(Region pointing data)
========================================
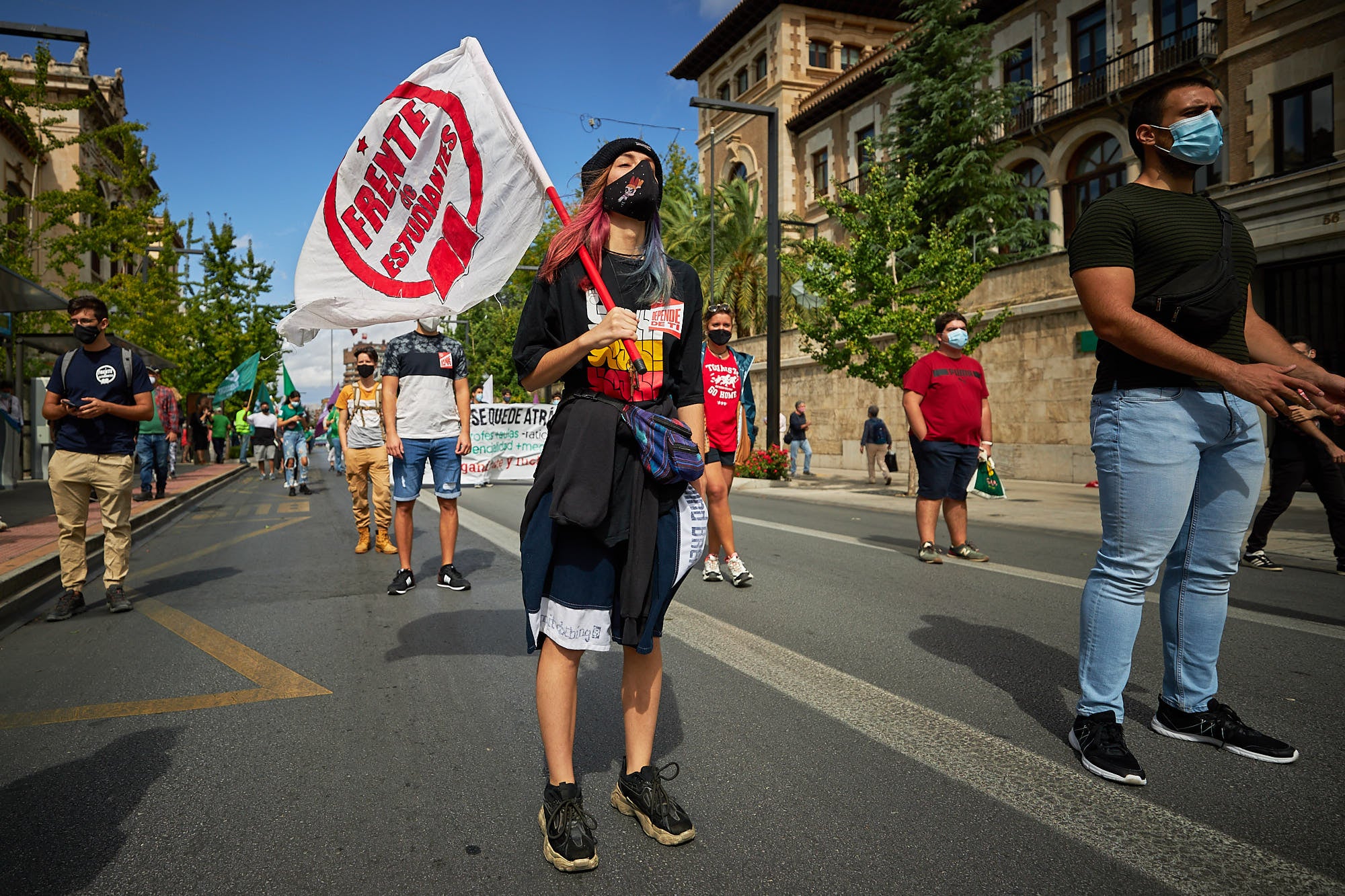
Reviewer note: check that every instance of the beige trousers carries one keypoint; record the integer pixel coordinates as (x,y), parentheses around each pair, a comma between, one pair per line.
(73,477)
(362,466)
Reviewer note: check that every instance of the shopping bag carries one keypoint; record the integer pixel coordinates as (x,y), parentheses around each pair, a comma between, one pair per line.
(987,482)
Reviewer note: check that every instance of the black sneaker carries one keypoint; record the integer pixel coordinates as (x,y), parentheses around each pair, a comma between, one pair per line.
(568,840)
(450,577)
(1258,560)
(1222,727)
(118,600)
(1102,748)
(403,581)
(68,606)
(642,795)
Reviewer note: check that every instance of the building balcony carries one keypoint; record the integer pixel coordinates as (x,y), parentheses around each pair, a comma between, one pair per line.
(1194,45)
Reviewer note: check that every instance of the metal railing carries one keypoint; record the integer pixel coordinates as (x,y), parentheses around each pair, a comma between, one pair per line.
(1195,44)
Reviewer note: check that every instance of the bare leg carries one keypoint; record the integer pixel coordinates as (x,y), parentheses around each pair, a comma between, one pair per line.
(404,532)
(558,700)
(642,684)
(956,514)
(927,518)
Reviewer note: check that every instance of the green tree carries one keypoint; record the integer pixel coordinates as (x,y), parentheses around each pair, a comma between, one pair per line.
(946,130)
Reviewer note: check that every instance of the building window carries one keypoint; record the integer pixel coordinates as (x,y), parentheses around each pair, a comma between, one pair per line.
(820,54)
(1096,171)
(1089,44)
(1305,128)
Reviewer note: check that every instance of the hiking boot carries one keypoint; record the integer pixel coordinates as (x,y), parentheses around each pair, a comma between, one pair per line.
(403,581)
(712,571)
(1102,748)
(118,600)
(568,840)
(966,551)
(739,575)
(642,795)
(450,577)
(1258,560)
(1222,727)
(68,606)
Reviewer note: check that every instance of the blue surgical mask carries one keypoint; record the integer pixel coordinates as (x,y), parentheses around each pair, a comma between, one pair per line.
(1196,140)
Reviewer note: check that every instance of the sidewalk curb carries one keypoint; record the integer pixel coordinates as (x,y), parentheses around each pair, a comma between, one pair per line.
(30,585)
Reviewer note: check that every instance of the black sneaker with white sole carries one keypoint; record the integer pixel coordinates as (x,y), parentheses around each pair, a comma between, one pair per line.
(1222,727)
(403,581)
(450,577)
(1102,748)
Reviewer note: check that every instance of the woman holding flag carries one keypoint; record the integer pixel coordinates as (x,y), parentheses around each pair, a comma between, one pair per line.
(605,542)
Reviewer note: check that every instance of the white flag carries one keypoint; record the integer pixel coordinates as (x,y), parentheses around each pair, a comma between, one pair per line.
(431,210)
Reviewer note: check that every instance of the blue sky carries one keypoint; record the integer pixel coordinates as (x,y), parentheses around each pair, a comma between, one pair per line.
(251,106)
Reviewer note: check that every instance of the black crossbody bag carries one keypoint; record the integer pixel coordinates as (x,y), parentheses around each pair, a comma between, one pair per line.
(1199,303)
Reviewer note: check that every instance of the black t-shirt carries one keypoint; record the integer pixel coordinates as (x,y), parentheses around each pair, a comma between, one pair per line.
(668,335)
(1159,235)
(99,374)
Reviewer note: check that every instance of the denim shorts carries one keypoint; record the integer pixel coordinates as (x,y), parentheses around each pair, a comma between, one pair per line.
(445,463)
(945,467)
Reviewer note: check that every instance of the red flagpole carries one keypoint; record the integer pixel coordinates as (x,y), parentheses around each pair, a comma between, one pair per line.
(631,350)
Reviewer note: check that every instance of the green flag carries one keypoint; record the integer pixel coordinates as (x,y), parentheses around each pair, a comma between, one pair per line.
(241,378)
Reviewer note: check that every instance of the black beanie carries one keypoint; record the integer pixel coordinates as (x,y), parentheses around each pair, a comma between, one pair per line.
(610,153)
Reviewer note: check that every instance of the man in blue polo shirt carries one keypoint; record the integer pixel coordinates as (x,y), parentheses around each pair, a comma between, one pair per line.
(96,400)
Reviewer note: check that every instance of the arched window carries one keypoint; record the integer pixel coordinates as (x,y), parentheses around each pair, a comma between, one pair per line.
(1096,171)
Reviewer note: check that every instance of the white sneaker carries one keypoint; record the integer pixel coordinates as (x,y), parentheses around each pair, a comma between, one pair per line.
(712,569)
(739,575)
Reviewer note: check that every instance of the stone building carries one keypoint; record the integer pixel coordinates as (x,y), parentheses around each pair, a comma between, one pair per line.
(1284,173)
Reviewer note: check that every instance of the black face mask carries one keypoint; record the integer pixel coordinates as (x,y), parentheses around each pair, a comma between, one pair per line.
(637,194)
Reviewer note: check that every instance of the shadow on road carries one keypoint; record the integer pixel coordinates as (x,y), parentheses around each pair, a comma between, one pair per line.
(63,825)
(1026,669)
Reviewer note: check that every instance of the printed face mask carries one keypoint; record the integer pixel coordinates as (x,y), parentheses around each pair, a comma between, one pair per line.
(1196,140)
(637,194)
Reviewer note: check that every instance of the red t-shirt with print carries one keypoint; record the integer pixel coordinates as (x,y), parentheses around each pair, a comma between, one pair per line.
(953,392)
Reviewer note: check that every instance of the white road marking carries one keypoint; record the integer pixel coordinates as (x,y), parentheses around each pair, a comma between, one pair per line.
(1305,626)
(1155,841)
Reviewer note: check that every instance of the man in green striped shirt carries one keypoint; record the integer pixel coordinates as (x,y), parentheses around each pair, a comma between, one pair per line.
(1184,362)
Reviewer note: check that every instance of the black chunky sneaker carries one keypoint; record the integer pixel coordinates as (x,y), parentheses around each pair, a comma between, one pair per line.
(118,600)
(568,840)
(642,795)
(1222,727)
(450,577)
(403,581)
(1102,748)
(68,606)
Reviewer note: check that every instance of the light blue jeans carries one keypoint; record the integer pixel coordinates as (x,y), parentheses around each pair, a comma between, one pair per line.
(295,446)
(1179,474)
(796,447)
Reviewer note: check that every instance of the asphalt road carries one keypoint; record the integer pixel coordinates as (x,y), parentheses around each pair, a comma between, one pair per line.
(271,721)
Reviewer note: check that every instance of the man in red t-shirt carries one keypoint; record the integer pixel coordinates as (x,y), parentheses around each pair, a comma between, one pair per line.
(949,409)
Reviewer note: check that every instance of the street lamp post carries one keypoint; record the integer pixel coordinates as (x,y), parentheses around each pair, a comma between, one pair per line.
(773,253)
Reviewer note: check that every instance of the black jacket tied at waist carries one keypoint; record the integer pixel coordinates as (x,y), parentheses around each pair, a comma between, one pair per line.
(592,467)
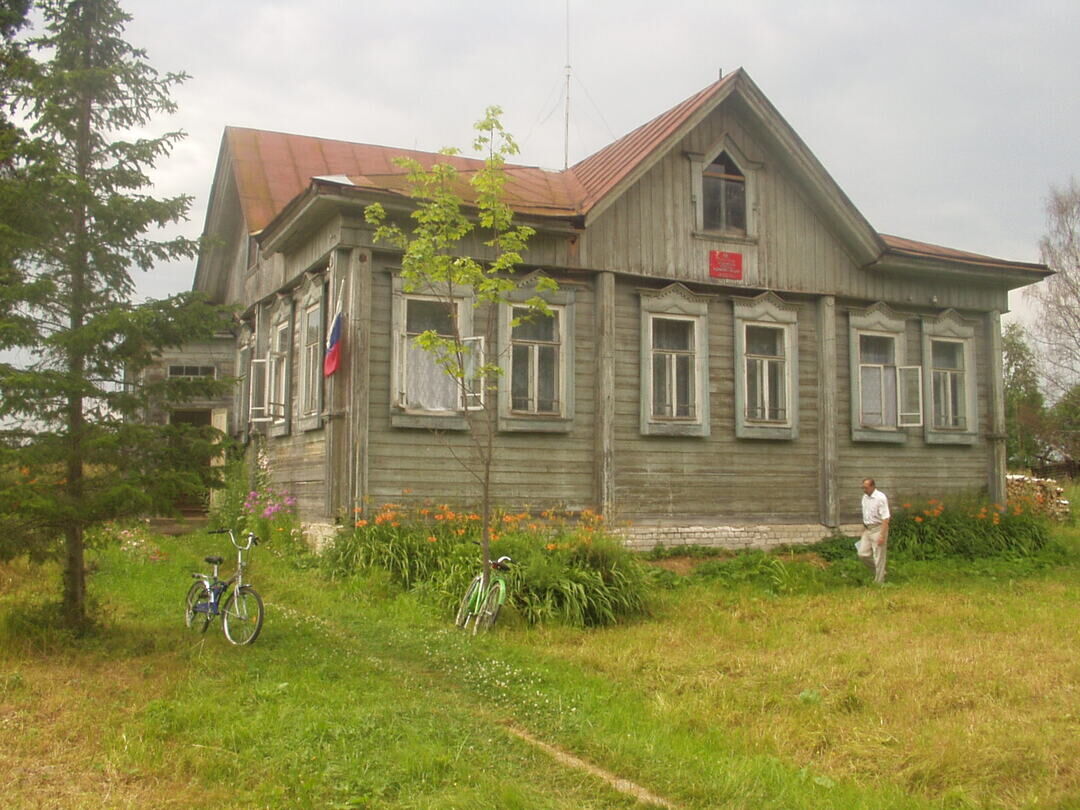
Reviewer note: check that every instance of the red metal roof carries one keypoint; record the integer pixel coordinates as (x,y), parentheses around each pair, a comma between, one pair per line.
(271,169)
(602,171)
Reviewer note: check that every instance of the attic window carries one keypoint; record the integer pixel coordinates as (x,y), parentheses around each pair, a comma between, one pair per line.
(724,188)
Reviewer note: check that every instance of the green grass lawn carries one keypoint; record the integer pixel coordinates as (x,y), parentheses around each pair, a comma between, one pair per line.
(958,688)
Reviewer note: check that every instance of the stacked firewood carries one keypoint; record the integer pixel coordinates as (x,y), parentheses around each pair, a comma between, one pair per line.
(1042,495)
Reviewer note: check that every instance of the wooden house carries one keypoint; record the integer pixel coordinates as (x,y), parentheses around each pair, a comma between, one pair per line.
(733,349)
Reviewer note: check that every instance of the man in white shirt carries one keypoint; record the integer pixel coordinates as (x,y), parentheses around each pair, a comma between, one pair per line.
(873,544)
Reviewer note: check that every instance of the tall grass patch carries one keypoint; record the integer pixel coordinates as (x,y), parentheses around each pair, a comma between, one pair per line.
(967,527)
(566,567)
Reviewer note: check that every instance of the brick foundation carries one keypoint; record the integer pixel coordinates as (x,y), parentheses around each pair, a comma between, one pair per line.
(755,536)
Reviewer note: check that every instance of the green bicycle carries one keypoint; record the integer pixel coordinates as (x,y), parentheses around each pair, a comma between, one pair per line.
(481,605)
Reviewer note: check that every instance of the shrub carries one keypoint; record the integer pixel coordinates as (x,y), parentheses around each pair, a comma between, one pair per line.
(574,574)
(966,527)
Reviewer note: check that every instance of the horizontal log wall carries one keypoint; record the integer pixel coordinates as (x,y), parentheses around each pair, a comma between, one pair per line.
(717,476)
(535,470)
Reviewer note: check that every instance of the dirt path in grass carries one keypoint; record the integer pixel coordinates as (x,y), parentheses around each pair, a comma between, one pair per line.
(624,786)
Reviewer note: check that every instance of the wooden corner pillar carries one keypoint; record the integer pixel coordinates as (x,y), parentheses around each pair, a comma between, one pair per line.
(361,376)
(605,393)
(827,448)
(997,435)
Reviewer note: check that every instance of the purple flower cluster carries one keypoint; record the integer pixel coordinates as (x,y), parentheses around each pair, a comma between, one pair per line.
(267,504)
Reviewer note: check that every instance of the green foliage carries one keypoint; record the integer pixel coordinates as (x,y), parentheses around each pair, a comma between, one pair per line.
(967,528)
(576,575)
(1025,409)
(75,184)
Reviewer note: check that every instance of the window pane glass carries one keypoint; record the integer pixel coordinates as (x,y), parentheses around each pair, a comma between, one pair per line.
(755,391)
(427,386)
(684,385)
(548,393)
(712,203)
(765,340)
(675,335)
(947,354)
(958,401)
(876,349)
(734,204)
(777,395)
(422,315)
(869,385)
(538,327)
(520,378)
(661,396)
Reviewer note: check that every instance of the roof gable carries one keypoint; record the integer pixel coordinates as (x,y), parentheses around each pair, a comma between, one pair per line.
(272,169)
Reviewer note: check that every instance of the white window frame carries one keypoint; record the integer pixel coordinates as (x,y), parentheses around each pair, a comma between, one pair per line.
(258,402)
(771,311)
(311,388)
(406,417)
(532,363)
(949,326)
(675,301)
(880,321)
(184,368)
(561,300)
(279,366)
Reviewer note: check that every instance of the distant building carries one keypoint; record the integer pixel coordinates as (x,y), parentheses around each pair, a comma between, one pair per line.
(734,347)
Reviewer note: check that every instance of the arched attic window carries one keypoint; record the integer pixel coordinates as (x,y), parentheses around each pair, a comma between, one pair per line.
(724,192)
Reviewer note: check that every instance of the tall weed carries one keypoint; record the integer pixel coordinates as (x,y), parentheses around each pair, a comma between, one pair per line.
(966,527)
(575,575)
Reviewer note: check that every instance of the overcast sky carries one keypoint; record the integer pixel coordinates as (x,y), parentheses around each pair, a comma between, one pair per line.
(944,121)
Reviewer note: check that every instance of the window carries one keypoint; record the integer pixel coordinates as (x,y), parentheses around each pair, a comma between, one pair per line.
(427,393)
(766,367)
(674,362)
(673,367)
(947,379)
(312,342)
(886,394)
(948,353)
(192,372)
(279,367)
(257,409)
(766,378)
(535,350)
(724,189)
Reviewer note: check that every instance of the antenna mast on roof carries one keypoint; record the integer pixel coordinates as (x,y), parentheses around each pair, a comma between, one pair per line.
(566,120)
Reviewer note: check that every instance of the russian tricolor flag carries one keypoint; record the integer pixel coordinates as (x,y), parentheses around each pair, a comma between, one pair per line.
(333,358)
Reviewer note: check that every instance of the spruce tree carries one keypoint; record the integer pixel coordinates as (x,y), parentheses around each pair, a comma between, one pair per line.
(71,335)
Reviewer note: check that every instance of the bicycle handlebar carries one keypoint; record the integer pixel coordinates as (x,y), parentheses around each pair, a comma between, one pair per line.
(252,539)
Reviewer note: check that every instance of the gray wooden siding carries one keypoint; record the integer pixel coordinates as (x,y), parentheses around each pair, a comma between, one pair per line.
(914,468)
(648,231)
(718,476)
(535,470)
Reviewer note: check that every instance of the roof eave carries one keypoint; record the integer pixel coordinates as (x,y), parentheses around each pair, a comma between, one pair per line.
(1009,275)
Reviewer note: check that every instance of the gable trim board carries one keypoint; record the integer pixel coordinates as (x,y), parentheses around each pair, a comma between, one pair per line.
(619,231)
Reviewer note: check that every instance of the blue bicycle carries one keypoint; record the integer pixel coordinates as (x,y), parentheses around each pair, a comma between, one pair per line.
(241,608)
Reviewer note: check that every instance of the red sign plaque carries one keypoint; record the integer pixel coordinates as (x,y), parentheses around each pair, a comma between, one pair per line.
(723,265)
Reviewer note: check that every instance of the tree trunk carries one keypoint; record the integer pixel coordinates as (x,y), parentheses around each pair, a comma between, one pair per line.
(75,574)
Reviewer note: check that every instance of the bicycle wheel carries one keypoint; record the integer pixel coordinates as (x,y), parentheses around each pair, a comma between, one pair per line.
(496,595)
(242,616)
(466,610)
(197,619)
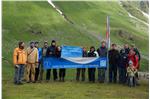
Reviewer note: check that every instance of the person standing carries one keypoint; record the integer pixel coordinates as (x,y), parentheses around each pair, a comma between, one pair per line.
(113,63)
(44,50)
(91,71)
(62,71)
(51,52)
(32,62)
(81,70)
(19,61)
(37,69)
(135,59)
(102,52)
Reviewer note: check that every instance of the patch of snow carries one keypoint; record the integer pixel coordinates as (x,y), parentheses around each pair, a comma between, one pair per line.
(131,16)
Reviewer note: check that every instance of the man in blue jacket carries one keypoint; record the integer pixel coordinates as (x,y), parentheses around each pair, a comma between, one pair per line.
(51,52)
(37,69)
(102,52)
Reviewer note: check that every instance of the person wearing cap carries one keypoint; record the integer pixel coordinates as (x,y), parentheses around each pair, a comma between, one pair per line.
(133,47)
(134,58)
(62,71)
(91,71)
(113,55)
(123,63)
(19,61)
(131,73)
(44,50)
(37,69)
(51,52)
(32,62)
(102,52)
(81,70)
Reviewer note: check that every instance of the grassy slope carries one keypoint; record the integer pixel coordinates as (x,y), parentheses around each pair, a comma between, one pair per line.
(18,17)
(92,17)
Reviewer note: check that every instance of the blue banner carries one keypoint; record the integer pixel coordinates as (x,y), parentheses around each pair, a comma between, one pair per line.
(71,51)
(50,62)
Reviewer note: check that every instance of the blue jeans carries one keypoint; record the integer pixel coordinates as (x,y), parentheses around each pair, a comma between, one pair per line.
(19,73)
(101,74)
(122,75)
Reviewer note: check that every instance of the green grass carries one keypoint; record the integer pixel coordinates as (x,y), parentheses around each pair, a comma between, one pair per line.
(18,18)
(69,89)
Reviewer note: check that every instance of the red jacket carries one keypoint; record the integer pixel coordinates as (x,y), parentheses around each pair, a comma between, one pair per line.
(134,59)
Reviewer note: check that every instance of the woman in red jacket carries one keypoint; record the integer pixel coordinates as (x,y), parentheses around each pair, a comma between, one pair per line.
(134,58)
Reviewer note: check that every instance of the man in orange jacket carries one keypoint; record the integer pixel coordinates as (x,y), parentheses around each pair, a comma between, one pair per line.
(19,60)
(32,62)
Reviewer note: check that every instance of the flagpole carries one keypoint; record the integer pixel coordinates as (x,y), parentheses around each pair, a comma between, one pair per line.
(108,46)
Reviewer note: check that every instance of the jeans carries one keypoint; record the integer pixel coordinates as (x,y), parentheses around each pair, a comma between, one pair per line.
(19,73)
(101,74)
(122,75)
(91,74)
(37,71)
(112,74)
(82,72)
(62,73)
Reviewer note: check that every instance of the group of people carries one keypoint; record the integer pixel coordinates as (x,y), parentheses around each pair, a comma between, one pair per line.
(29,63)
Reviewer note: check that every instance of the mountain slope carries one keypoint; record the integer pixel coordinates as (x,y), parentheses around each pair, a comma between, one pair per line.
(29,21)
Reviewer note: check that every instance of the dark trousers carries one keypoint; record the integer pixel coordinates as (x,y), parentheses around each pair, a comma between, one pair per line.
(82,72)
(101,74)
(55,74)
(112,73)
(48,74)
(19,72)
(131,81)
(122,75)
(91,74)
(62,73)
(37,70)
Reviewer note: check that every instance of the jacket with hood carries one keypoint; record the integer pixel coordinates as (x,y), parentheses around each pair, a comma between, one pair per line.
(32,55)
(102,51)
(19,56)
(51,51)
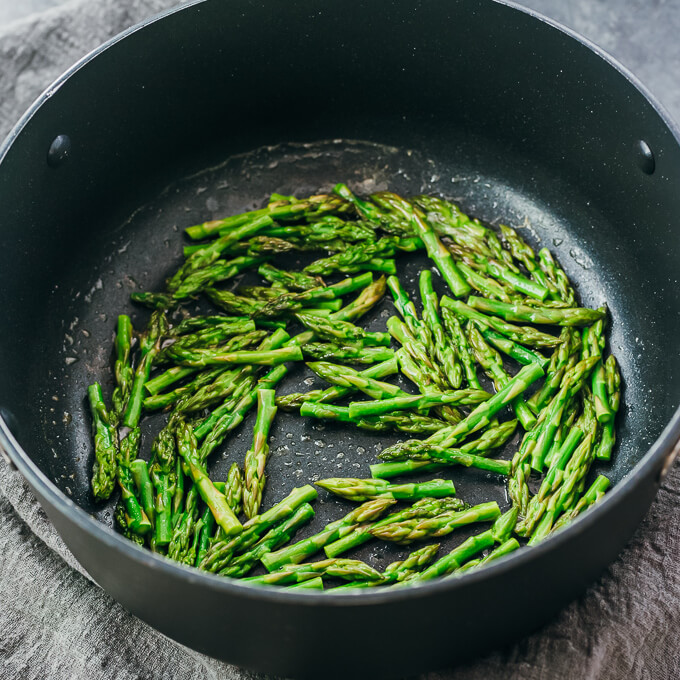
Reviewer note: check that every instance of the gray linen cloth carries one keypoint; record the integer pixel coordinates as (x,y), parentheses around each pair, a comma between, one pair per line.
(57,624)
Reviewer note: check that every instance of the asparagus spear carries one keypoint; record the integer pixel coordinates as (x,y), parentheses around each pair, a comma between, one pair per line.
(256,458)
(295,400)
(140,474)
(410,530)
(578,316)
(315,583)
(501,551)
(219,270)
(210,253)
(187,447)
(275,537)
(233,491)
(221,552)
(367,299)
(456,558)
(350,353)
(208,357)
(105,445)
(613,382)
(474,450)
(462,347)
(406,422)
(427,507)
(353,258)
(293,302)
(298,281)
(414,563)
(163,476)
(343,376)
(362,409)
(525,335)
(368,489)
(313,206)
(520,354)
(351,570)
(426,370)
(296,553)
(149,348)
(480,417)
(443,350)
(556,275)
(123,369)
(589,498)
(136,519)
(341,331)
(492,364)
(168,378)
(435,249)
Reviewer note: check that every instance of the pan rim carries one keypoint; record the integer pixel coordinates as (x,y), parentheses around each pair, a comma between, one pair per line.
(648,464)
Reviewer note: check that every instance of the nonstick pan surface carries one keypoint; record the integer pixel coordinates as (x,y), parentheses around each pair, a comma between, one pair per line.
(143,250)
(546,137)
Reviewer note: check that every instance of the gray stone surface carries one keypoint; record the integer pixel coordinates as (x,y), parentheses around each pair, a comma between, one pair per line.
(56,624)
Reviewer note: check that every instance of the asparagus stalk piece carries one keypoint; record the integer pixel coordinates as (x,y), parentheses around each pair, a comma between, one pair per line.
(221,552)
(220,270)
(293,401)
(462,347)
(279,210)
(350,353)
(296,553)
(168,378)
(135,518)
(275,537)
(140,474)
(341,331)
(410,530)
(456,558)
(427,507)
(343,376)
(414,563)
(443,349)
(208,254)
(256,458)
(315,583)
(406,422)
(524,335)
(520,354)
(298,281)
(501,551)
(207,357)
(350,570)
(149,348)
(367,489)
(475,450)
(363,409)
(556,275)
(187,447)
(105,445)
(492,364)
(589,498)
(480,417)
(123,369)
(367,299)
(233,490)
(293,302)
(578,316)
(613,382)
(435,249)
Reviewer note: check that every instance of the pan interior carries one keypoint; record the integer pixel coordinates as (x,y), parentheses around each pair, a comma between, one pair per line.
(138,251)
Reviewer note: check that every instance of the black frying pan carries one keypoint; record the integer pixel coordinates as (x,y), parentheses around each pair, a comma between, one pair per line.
========================================
Return exactly the lines in the records above, beginning with the one that holds "Reviewer note: check that every instance of the pan interior" and ending with the last.

• SOLVED EXERCISE:
Reviewer note: check that every instance of the pan interior carries one keypoint; record the integer pixel coordinates as (x,y), parentheses around each pair, a comma between, one pair per line.
(138,251)
Reviewer note: check that every instance of the black frying pan carries one keypoint; record the integer pixel coordinates as (x,y), parentheses around each pair, a comma between, one pair per line.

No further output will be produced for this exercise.